▸ **Verwerkingsopdrachten**
1 - Hoelang heeft de moeder van de heer D’Haese volgens het debatfragment over de loodvervuiling in Hoboken strijd gevoerd tegen de loodvervuiling?
2 - Schrijf het debatfragment over de loodvervuiling in Hoboken verder, te beginnen na de laatste zin.

▸ **Tekstfragment**
● ● ● ● ● ● ●
De heer D’Haese heeft het woord.
Minister, ik zou zeggen: ‘Calm down.’ Ik ben opgegroeid in Hoboken. Mijn moeder heeft dertig jaar strijd gevoerd tegen de loodvervuiling, en de laatste tijd veel gebabbeld met mensen uit de wijk, Moretusburg en Hertogvelden. Die mensen zijn ongerust. Als ik die cijfers zie, minister, dan ben ik ook ongerust. Dat u mij hier dan wilt wegzetten als een dikke populist vind ik er ver over. Dat vind ik er echt heel ver over. Ja, het duurt eventjes voor die cijfers verwerkt zijn. Maar de cijfers van februari, die zijn in maart al besproken op de medische werkgroep. In maart had de VMM die cijfers al. U hebt gewacht tot ik er opnieuw naar heb gevraagd in september om ze te geven. Dat is de realiteit. De cijfers van juni en juli, daar verwijt ik u niets over. Maar als we het eventjes over het bedrijf mogen hebben: eind augustus had Umicore becijferd dat er opnieuw een piek was in het neervallend stof in juni en juli. Geen communicatie. Radiostilte. De mensen zijn er pas achter gekomen op het moment dat wij dat half september hebben bekendgemaakt in de media.
● ● ● ● ● ● ●
▸ **Gegevensverzameling**

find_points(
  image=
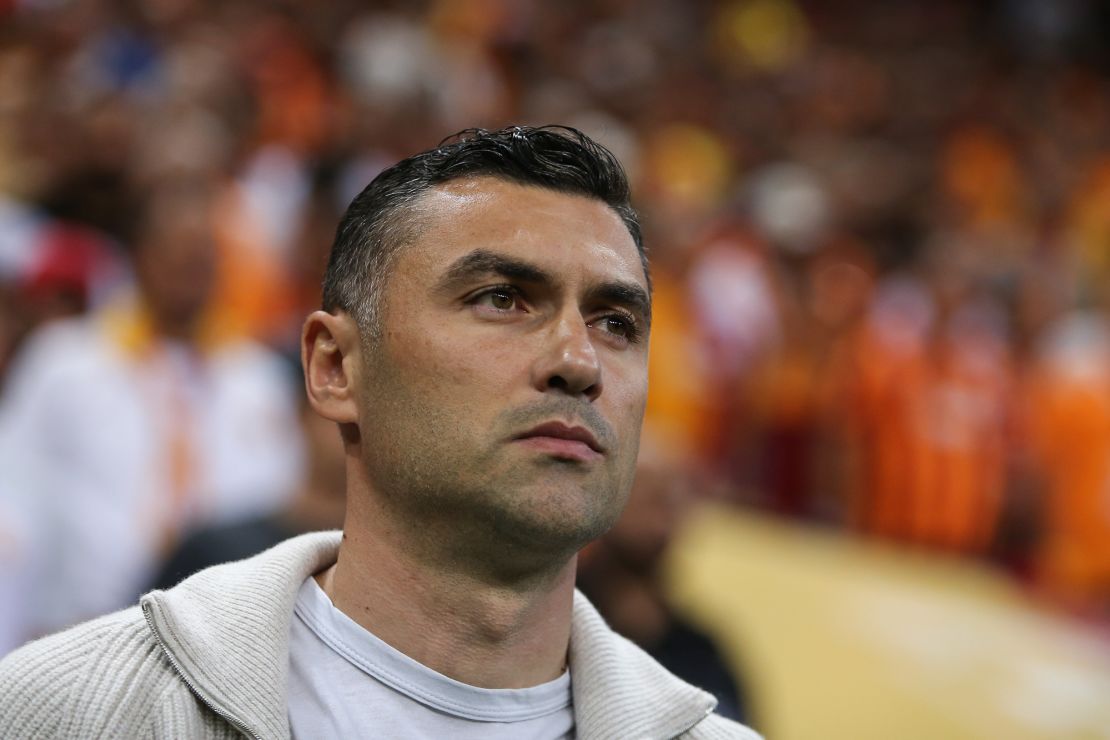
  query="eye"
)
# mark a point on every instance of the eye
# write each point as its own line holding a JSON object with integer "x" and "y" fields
{"x": 618, "y": 325}
{"x": 501, "y": 298}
● ● ● ● ● ● ●
▸ **Antwoorden**
1 - Dertig jaar.

2 -
Over wat ik u in de mond leg: ik leg u niets in de mond. Ik lees gewoon het verslag voor van de commissie van 15 juli waarin u zegt: ‘Het verbaast mij wel dat er, hoewel dat met verschillende overheidsinstanties van zeer nabij wordt opgevolgd, onder andere via die metingen, de laatste maanden geen alarmerende signalen waren.’ ‘Geen alarmerende signalen’ – terwijl op dat moment die piek in februari bekend was, sinds maart, een piek die 600 procent hoger ligt dan het gemiddelde van 2019, een piek die haar gelijke niet kent in de afgelopen tien jaar. U moet mij niet wegzetten als een dikke populist als ik mij daar ongerust over maak en als ik u daar op uw politieke verantwoordelijkheid over aanspreek. Dat pik ik niet.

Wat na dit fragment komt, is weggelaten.